Exercise details:
Please rewrite the records from the line containing "Mark one point per instance of the dog's black" through the line containing "Mark one point per instance of the white", changing "nose" to "muzzle" and keeping everything else the same.

Provided records:
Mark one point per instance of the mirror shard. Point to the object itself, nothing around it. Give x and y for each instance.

...

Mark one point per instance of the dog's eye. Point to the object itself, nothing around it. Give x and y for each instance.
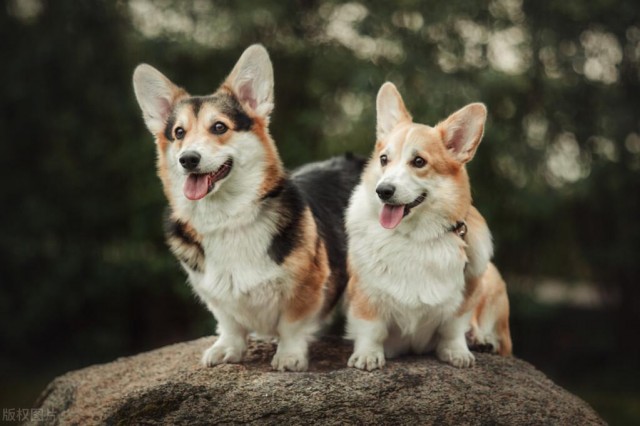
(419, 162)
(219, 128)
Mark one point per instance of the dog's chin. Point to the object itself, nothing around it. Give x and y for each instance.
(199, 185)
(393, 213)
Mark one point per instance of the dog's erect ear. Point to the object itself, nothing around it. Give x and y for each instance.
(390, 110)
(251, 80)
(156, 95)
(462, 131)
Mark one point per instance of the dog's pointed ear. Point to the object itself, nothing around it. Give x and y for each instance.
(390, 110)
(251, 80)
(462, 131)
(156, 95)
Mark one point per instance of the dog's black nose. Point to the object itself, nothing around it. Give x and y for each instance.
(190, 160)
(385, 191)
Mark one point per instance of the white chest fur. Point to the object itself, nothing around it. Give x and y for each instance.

Right answer:
Mark one point per instance of the dog's black muzzle. Point to the object itself, nothing around it. Give x and y for each instance.
(190, 160)
(385, 191)
Mark one point per instance of the white chest fur. Point to the object itself, nothing around it. Give x and y for each instance.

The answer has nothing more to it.